• 分析対象テキスト:

---+---

住民が嘆願書寄せる

無医地区にしないで!!

 ここ富山県立山町千垣地区は雪を戴いた立山連峰を背に、常願寺川の渓谷美が始まる総世帯106戸の山村である。11月4日、嘆願書を送ってくれた桑原ユリさんを訪ねた。山田医院より車で15分走ったあと、夕闇の中自宅前に出て私たち事務局を待っていてくれた。

どんなに吹雪いていても

「いまでも先生が入ってきて、ガラスの向こうでニコッと笑う姿が忘れられんよ。私は疲れると声が鼻に抜けるが。その声聞いただけで先生『きょうは体の調子悪いね』って、みんな知っとられたよ。千垣のほとんどの人は山田医院にかかっていて、先生は足が痛いとか呼吸の苦しい人に千垣駅の長い坂は来れんゆうて、どんなに吹雪いていても来てくれたが。」

親や兄弟よりも頼りに

「なんで2時間も、自分の孫みたいな先生にひどいことを。私たちに言わせるとこの人たちね、刃物で人殺したんでなしに、口で先生殺したが。私たち患者にしたら、こと命のことは親や兄弟より頼りにしとったがよ」。
 「奥さんは私らに迷惑かけて申し訳ないと言われたけど、私らからは迷惑かけたなんてもんじゃない、奥さんや小さい子どもさんがかわいそうで。署名して歩いたどこの家でも、私らを助けるために先生は自分の命をなくしたって言ってるが。先生が亡くなられた5時のサイレンが鳴ると胸が痛んでしもうて」。
 桑原さんの話からは、川腰医師がこの地域でいかに患者から慕われ、頼りにされていたかが浮き彫りになってくる。しかし、残された患者が厳しい冬を迎えなけばならないことも現実である。

千垣の畑が荒れた

 「あの後、ご飯食べられん人、心臓発作起こしたり、岩峅寺で倒れて救急車で運ばれた人、往診してもらってた人で肺炎で死なれた人もおられたと。往診してもらってた年寄はみんなあちこちに入院してる。千垣の畑は山田医院にかかりながら年寄がやっとったが、みんな具合が悪くなって今は畑が荒れとるよ」。
 この取材を通じて、僻地における第一線医師の役割が、本当に住民の命と暮らしの支えとなっていることを実感し、またこの嘆願書に託された患者たちの熱い思いは、無医地区を生んだ県当局の責任を鋭く追及する大きなエネルギーとなることを予感した。

---+---

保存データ

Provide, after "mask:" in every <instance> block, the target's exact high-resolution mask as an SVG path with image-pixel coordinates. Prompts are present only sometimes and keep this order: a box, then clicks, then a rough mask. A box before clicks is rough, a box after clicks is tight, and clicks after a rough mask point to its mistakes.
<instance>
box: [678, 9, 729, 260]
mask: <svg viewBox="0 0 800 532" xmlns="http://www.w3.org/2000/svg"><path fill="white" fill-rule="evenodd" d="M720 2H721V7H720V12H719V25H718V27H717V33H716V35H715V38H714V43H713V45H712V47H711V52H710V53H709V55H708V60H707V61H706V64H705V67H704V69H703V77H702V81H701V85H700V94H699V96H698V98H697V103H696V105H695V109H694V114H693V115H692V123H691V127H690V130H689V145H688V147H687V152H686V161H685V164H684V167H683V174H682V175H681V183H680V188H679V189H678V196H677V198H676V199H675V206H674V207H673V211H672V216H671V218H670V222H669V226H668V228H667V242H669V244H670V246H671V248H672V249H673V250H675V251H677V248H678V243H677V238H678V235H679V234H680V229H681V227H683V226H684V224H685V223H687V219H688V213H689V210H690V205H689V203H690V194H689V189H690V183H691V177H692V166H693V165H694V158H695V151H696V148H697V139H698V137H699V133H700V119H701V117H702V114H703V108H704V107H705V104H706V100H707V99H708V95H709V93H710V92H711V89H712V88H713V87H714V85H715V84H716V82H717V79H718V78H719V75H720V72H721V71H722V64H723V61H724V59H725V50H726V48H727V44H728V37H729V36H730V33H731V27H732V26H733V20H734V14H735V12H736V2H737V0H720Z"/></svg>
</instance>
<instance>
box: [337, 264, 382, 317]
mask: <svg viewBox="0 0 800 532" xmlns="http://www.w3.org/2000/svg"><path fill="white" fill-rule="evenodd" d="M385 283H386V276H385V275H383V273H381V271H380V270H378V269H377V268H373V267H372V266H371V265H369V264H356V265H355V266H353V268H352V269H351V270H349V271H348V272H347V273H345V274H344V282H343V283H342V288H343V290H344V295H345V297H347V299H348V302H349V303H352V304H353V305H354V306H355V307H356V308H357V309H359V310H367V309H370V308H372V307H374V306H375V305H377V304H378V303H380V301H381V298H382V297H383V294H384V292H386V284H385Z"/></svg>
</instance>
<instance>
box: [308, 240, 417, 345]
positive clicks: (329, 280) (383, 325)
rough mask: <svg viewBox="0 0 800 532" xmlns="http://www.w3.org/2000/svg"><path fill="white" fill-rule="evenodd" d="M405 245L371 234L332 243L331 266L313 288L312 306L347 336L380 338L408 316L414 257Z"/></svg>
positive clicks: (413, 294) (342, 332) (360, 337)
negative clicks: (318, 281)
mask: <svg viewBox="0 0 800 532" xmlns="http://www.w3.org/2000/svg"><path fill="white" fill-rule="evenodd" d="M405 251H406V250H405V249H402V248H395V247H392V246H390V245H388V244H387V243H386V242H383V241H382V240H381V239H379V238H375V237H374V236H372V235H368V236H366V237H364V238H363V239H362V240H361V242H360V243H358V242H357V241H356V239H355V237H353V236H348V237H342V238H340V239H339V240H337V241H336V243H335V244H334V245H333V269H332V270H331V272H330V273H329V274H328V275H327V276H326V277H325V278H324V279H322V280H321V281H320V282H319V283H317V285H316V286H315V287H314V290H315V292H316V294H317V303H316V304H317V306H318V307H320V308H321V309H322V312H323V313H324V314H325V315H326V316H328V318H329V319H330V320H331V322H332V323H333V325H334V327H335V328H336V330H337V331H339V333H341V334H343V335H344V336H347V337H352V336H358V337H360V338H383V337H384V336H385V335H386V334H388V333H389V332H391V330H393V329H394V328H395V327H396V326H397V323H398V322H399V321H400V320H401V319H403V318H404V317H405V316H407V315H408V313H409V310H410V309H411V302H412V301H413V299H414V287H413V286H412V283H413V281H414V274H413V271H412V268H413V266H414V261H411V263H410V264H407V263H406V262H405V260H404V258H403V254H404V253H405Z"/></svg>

---+---

• 設問:
千垣地区の記事では、千垣地区の総世帯数は何戸とされていますか。

• 回答欄:
106戸です。